_What you have to do_. All of the entries must be duplicated exactly.

** Opening Exercise inputs block **

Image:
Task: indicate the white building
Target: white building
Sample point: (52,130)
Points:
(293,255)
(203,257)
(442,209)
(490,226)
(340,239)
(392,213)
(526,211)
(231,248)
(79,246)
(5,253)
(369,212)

** Closing Exercise inputs block **

_Answer to the exercise_.
Image:
Task: indicate the white building
Target: white building
Sample point: (52,130)
Points:
(293,255)
(203,257)
(442,209)
(490,226)
(340,239)
(392,213)
(526,211)
(231,248)
(79,246)
(5,253)
(369,212)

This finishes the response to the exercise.